## GIVEN DATA
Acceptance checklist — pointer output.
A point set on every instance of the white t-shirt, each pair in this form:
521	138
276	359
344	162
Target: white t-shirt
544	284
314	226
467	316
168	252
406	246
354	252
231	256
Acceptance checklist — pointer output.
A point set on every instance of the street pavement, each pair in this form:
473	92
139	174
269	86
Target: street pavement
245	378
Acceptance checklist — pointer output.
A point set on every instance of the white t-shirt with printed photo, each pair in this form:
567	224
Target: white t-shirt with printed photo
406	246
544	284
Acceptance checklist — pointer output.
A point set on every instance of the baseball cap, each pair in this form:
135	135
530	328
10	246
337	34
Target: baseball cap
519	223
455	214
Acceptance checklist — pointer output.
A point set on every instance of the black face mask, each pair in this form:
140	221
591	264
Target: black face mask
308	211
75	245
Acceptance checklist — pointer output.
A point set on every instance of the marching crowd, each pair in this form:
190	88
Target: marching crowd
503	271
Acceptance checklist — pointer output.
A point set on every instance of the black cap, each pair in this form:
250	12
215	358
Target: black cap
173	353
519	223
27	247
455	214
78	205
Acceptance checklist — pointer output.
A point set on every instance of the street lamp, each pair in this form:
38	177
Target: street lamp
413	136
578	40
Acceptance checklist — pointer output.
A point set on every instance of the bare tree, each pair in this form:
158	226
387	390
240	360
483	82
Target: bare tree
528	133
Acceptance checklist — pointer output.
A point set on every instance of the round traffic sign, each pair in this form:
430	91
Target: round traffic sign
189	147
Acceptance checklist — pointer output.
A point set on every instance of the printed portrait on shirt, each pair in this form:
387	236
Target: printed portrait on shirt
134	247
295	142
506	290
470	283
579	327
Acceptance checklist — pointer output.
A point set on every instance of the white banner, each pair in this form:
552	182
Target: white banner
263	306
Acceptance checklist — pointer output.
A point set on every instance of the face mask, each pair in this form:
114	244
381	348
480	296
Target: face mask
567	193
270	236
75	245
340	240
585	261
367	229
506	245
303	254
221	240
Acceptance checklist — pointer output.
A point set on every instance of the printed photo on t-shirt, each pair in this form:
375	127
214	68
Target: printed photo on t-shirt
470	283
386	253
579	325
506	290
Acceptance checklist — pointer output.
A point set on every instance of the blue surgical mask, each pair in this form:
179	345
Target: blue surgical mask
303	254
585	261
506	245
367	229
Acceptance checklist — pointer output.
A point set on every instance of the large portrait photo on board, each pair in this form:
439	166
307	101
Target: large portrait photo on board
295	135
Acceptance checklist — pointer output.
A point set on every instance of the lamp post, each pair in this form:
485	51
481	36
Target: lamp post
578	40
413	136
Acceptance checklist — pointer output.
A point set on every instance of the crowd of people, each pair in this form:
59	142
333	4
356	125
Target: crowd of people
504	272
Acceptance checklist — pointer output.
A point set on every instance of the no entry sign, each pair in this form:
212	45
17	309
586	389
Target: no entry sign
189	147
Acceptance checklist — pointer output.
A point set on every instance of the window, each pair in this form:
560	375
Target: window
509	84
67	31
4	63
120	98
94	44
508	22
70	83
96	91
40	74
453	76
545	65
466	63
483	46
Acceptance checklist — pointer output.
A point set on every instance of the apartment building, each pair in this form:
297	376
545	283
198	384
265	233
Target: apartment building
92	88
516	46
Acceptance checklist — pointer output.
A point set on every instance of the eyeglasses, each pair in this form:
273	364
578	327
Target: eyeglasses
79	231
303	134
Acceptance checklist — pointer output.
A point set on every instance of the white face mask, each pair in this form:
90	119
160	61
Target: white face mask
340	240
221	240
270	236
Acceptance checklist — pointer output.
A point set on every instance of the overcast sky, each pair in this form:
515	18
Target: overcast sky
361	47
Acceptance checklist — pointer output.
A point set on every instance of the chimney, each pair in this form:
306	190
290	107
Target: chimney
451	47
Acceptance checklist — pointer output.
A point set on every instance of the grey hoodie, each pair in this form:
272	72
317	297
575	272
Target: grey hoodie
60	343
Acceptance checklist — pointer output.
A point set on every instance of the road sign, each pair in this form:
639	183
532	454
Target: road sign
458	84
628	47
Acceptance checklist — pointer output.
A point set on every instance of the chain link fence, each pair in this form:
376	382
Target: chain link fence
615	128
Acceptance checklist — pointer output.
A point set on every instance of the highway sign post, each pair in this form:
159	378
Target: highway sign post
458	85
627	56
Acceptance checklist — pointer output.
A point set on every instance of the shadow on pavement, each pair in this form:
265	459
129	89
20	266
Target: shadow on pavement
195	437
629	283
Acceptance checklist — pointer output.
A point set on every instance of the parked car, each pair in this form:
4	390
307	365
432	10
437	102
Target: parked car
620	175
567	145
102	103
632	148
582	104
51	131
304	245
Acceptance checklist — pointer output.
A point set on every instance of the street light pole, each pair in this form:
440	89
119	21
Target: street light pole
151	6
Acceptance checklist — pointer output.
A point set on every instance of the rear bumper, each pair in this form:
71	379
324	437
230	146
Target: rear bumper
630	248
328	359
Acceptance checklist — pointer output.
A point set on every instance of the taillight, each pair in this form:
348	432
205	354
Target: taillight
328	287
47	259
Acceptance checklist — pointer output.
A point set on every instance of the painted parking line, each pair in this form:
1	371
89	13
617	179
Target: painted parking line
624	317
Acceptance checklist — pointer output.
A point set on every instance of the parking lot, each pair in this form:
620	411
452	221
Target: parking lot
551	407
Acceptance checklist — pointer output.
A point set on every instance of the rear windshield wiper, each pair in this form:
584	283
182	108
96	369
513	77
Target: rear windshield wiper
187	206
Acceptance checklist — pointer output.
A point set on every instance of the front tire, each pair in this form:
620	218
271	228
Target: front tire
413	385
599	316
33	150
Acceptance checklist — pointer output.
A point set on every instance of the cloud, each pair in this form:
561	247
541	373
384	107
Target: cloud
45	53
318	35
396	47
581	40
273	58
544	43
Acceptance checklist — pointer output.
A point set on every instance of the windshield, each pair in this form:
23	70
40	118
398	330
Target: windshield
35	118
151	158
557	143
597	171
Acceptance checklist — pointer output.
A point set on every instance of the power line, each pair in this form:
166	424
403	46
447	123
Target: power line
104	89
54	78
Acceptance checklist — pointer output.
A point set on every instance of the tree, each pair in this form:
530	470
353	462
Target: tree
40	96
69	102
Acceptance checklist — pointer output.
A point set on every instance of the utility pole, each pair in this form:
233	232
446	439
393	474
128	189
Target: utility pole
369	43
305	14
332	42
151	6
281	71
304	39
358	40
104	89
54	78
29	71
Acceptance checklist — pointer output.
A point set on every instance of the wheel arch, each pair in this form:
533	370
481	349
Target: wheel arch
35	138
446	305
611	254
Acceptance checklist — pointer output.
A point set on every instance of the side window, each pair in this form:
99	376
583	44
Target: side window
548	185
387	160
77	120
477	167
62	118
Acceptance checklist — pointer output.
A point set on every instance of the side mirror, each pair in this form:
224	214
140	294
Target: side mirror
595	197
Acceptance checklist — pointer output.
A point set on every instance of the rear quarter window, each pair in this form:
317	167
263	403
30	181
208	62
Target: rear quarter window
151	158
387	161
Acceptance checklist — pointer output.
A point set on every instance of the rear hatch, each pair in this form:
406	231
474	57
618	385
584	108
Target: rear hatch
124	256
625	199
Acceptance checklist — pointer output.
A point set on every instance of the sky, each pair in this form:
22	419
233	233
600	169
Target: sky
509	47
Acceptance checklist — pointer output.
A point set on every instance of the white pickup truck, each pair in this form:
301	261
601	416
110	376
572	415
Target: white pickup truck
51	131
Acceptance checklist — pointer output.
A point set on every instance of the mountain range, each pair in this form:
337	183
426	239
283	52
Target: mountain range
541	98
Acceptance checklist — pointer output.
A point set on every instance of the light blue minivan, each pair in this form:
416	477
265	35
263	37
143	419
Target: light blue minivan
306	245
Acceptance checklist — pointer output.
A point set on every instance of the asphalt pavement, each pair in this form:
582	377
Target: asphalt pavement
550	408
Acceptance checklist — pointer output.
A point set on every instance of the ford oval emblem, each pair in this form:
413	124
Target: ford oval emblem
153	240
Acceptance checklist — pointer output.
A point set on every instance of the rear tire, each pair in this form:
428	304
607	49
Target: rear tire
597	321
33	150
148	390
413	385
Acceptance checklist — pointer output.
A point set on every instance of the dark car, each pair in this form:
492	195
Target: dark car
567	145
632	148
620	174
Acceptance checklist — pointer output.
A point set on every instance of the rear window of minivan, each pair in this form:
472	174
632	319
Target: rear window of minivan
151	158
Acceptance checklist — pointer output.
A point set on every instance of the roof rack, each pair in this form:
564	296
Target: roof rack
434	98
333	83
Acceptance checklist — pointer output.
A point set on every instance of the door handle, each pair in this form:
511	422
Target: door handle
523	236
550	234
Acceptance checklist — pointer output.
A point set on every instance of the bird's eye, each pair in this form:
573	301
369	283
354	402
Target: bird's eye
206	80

---

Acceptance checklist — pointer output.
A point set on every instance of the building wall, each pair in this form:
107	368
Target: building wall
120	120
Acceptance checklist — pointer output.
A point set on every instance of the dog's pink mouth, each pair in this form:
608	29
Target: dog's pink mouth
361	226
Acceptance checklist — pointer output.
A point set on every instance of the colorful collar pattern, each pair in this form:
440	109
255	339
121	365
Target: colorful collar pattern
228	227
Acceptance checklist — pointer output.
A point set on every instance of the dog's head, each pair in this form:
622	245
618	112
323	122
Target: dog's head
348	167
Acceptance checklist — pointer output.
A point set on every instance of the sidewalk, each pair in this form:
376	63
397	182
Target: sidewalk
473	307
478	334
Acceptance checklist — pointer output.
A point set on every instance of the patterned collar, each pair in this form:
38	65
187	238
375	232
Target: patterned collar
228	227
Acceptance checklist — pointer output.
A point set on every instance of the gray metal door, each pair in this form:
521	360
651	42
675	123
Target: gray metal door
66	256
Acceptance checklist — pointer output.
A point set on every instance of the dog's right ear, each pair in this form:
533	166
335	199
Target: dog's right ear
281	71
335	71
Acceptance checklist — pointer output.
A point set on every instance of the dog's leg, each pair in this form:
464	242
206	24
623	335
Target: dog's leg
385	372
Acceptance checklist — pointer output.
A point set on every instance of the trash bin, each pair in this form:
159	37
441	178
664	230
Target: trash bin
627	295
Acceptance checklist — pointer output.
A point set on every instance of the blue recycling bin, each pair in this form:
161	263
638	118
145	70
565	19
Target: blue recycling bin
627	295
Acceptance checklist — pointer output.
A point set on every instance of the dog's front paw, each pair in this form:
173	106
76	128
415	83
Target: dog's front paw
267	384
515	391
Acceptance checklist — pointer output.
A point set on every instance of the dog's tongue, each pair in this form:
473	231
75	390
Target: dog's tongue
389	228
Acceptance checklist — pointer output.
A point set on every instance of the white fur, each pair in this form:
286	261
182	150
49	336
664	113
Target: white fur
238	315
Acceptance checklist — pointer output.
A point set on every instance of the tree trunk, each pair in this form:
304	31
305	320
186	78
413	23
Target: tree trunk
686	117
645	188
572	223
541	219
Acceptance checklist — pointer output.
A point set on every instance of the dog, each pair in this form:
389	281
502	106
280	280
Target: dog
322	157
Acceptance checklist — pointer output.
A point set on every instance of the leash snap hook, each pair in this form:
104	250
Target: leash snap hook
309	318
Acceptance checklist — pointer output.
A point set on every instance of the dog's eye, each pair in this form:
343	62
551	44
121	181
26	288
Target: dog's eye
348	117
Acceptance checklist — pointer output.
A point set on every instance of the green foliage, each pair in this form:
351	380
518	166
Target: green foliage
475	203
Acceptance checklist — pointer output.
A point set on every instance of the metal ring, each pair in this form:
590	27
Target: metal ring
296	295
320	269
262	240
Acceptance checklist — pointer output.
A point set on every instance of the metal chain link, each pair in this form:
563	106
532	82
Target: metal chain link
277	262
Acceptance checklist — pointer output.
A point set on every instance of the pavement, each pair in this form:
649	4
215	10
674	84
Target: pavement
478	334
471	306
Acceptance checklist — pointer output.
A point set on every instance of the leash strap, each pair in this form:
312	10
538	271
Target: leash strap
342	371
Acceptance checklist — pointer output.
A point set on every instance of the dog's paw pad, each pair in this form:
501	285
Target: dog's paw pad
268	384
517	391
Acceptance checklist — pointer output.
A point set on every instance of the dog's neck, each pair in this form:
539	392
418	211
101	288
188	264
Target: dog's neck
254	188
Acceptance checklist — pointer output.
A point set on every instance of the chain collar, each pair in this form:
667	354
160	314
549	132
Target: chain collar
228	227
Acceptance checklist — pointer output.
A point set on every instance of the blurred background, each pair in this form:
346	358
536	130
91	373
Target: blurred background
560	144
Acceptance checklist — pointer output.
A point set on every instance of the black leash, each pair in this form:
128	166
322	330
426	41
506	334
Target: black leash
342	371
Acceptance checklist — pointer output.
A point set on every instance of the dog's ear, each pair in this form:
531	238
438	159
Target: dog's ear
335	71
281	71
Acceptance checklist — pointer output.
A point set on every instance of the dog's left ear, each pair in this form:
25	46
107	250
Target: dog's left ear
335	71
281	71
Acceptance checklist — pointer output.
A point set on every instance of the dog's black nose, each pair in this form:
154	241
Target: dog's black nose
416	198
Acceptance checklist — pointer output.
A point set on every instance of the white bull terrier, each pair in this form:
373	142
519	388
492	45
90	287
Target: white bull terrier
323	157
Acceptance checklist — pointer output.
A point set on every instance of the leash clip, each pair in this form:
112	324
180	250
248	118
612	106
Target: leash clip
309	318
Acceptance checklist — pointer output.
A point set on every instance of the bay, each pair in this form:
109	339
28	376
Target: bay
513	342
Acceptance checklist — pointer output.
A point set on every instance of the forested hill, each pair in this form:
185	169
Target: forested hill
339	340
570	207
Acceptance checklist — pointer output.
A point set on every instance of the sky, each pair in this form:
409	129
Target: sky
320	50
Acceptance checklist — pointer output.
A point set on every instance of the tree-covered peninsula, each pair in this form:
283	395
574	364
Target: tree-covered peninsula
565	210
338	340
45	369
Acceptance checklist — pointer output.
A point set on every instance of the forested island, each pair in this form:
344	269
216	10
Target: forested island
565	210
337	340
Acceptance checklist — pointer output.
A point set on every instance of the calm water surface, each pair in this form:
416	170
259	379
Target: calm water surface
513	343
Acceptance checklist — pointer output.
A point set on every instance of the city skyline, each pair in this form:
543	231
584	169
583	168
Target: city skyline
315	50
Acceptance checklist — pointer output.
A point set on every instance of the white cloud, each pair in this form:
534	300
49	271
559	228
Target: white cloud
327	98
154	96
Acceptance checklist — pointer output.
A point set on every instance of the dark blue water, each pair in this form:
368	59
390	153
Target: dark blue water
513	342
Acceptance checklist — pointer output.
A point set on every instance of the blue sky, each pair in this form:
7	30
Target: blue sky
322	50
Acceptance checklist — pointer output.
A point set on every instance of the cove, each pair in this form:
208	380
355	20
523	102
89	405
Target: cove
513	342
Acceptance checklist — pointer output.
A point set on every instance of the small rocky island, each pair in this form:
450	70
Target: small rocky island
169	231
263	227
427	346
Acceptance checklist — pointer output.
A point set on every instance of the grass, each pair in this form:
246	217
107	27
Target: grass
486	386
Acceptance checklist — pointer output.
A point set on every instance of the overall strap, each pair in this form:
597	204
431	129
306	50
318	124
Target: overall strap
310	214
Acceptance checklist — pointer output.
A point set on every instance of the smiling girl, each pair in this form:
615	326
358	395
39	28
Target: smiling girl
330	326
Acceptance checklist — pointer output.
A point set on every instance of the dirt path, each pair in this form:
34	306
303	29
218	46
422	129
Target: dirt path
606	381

...

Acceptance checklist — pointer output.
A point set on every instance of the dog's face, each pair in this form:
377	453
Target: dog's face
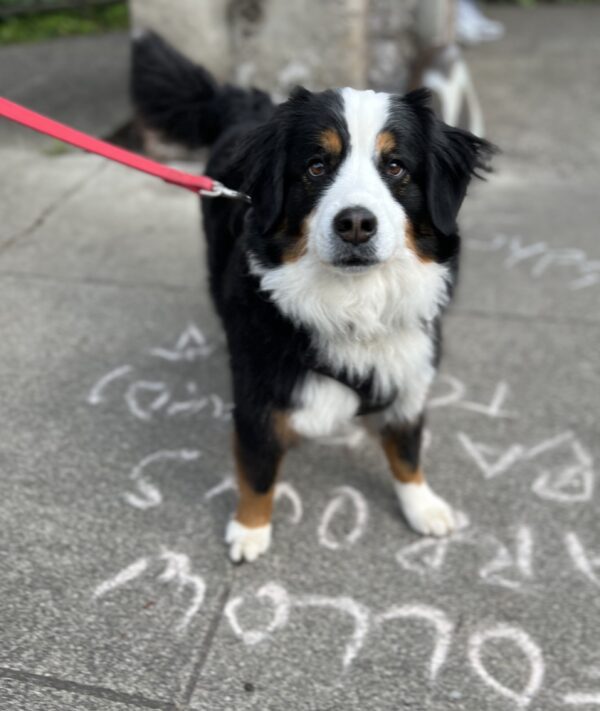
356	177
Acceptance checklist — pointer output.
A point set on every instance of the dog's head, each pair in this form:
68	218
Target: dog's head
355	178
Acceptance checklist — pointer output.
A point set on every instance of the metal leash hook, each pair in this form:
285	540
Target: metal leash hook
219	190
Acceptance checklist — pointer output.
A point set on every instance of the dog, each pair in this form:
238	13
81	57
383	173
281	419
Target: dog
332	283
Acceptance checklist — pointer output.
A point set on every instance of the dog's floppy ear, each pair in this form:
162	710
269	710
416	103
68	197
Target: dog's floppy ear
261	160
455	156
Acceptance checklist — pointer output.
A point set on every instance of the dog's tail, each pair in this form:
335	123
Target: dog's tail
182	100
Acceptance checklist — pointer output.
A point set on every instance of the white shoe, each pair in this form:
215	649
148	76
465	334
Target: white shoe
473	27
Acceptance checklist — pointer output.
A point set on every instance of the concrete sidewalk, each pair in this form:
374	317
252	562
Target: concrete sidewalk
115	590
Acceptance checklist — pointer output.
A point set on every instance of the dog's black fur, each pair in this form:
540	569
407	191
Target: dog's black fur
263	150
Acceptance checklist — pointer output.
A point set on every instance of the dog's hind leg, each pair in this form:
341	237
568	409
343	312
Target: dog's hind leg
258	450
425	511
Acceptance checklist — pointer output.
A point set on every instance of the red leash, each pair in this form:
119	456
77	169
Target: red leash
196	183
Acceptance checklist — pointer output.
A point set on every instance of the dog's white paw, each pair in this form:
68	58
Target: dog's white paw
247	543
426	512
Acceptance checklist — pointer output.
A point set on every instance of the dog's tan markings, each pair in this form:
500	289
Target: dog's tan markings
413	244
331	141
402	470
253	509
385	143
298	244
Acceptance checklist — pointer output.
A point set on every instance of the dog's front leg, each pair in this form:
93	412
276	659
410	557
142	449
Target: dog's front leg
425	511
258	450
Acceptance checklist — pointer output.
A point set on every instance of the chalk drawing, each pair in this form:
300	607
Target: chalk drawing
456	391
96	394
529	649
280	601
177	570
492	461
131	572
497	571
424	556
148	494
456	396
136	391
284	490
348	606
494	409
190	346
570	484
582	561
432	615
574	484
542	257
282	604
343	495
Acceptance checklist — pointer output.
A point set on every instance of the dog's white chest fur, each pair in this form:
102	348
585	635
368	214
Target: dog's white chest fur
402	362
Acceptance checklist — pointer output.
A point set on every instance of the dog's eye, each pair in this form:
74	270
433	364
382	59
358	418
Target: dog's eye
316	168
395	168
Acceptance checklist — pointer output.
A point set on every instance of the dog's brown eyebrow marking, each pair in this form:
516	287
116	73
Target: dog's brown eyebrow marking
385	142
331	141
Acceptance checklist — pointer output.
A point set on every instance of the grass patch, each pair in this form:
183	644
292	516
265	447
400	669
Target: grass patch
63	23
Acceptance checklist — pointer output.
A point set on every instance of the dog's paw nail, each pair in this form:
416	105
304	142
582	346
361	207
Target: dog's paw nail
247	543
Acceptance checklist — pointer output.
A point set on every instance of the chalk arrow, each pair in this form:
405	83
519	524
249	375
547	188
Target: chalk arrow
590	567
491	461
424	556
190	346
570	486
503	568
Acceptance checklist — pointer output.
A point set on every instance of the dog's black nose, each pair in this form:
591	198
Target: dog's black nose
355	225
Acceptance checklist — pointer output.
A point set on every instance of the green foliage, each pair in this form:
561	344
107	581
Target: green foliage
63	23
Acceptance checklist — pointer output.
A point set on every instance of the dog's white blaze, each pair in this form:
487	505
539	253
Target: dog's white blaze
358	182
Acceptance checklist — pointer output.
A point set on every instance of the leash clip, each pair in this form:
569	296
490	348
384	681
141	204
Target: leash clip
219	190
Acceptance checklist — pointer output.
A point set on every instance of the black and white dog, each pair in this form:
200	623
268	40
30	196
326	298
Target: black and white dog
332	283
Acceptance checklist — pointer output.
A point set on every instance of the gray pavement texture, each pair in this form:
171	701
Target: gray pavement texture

## YOUR ASSIGNMENT
If a line of the entries contains "texture", it counts; give the total of such lines and nothing more.

## RESULT OF THIS TASK
2